#### Material provided:

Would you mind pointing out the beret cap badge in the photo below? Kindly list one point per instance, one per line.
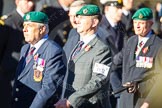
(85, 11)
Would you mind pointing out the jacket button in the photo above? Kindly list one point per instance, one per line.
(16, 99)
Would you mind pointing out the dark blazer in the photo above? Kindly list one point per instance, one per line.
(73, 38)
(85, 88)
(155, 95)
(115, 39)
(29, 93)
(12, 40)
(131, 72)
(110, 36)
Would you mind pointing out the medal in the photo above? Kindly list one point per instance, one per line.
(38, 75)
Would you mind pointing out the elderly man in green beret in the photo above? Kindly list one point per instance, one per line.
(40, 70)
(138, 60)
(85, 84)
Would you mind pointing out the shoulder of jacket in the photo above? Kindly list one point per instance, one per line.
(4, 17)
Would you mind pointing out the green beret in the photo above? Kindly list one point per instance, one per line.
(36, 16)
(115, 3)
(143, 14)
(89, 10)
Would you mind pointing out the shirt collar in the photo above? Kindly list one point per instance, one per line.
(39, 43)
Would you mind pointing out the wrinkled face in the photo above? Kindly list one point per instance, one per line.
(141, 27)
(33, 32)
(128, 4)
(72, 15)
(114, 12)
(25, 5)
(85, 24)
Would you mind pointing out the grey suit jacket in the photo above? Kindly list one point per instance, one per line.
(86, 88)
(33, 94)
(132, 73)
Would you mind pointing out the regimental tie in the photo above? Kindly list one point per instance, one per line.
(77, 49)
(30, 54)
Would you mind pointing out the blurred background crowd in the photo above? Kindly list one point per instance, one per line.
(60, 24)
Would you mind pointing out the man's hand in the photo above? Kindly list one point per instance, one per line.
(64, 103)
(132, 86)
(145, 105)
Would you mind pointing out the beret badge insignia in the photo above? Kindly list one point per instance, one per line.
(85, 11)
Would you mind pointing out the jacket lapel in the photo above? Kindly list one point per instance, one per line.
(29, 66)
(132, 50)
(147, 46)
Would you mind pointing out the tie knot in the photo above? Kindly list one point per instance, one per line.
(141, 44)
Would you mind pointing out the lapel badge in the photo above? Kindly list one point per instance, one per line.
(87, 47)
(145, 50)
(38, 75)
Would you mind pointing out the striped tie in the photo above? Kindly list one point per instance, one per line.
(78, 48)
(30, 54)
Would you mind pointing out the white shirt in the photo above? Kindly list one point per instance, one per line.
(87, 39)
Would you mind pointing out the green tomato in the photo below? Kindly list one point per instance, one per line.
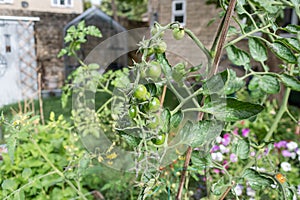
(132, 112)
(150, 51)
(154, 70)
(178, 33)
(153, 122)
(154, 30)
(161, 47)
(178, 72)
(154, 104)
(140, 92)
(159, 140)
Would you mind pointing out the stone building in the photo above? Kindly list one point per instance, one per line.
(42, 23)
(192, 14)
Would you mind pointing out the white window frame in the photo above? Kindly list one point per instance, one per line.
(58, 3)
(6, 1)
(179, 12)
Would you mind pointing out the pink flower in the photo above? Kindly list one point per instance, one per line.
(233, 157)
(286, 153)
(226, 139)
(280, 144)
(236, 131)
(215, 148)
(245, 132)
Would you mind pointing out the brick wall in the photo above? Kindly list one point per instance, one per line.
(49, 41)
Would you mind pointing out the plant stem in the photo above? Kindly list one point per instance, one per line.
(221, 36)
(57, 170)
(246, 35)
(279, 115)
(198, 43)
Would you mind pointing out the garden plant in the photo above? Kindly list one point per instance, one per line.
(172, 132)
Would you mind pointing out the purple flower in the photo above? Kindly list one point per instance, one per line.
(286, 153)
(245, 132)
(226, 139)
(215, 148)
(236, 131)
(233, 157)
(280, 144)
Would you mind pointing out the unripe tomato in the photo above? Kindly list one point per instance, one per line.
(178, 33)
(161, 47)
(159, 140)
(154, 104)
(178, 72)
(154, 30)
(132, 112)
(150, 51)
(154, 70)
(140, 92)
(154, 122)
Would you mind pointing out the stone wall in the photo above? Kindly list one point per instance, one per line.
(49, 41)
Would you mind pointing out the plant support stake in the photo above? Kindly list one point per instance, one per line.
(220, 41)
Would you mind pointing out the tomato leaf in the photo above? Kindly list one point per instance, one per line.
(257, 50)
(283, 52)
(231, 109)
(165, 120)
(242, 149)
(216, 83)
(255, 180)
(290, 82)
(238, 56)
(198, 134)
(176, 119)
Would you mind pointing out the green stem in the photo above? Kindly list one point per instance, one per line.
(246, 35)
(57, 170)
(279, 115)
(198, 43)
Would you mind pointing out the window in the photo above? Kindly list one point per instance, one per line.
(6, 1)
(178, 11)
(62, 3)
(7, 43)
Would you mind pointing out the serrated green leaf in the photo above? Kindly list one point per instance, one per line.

#### Work required:
Set down every entry word for word, but omit the pictures.

#### Answer to this problem:
Would you mind pointing out the beret cap badge in the photo below? Kindly list one point per instance, one per line.
(85, 11)
Would you mind pointing out the jacket button in the photo above? Kindly list one point per instance, one per line.
(16, 99)
Would you mind pointing out the dark blazer in the photo above? Kindly list one point per instance, one per line.
(73, 38)
(85, 88)
(155, 95)
(115, 39)
(29, 93)
(12, 40)
(131, 72)
(110, 36)
Would you mind pointing out the medal in the photo above? Kindly list one point per instance, one per line.
(38, 75)
Would you mind pointing out the elderly man in green beret in the photo above? Kindly list one point per instance, one per line.
(40, 70)
(138, 60)
(85, 84)
Would you mind pointing out the shoulder of jacket in the photo above? Kindly list one point per instance, one per line.
(4, 17)
Would you mind pointing out the green beret in the photo above? Kindly list one point per instance, one per line.
(36, 16)
(115, 3)
(143, 14)
(89, 10)
Would you mind pointing out the shirt collar in the photo above? Kindly list one point per instance, one per line.
(39, 43)
Would you mind pointing out the wrinkled face in the photo above? Kindly list one point per instance, one per line.
(141, 27)
(33, 32)
(128, 4)
(72, 15)
(114, 12)
(25, 5)
(85, 24)
Would you mind pointing out the grey suit jacket in the photo above? Kindly list one point per instance, one per line.
(86, 88)
(33, 94)
(132, 73)
Would you mind pointing out the regimental tie in the photo above? Kindly list one point per instance, one per line.
(77, 49)
(30, 54)
Would you mind pointing out the blurred background crowd in the photo above? Kindly list one point per instance, one per line.
(60, 24)
Would you mind pointing out the man's hand in the photo above? Kindly list one point per instance, one per line.
(64, 103)
(132, 86)
(145, 105)
Would you mind pointing out the beret badge insignia in the photo above? Kindly list one point per instance, one per line.
(85, 11)
Would you mind pointing out the jacket lapel in the photo above? Kindly list one point per instance, one per line.
(29, 66)
(132, 50)
(147, 46)
Would you mind pointing out the tie knot in the photo above? Kindly list one point per instance, one per line.
(141, 44)
Would you mind pointing out the lapel badge in the photo above? Kindly list one point per instance, one per line.
(87, 47)
(145, 50)
(38, 75)
Would you mind pointing out the striped tie in the photo above? Kindly list one point per instance, one per line.
(78, 48)
(30, 54)
Would you mind pointing out the white shirt in the photo above? Kindly list one point per instance, one per line.
(87, 39)
Would you mind pointing out the green tomato in the photo below? Kindly list one point per instance, one per line.
(132, 112)
(150, 51)
(154, 70)
(178, 33)
(153, 122)
(154, 30)
(161, 47)
(178, 72)
(154, 104)
(140, 92)
(159, 140)
Would you mind pointing out the stone building in the photo above? Kindly list one point per instance, one per line.
(42, 23)
(192, 14)
Would you mind pointing out the white window frame in the photo above? Kindly list one point per instance, one per line.
(58, 3)
(6, 1)
(179, 12)
Would you mind pointing out the pink flower in the photo above? Kindly list one point per instance, one per line.
(233, 157)
(286, 153)
(226, 139)
(280, 144)
(236, 131)
(215, 148)
(245, 132)
Would you mind pointing out the brick wall in the photo above? Kindly list one point per instance, one per line.
(49, 41)
Would you mind pointing out the plant stem in the photo above? Kindly list one point per instance, one per line.
(221, 36)
(57, 170)
(246, 35)
(279, 115)
(198, 43)
Would you mind pointing out the garden plant in the photo above? Kindly list one point per instance, one per line.
(172, 132)
Would you mind pointing out the purple flower in the photo above? Kindly list one point per instance, one per line.
(286, 153)
(245, 132)
(226, 139)
(215, 148)
(236, 131)
(233, 157)
(280, 144)
Would you mind pointing out the unripe tomato in the photo above? Kindly list one point per instance, one per line.
(178, 33)
(161, 47)
(159, 140)
(154, 104)
(178, 72)
(154, 30)
(132, 112)
(150, 51)
(154, 70)
(140, 92)
(154, 122)
Would you mind pointing out the stone wall in the photo above? Kindly list one point per instance, one per line.
(49, 41)
Would you mind pointing out the plant support stake in the photo above? Kindly list one point per instance, one per line.
(220, 41)
Would you mind pointing out the tomato leaf in the photo above? Kindly list one point per instance, one per line.
(257, 50)
(283, 52)
(231, 109)
(165, 120)
(242, 149)
(216, 83)
(255, 180)
(290, 82)
(238, 56)
(198, 134)
(176, 119)
Would you mind pointing out the green stem in the photo above? Kindly list one point per instance, one per line.
(246, 35)
(57, 170)
(279, 115)
(198, 43)
Would you mind pointing out the window in the photo above? Kindly list one point per instance, one per line.
(6, 1)
(178, 11)
(62, 3)
(7, 43)
Would you mind pointing out the serrated green leaf in the photo above? Kindly list one point per instance, one per line.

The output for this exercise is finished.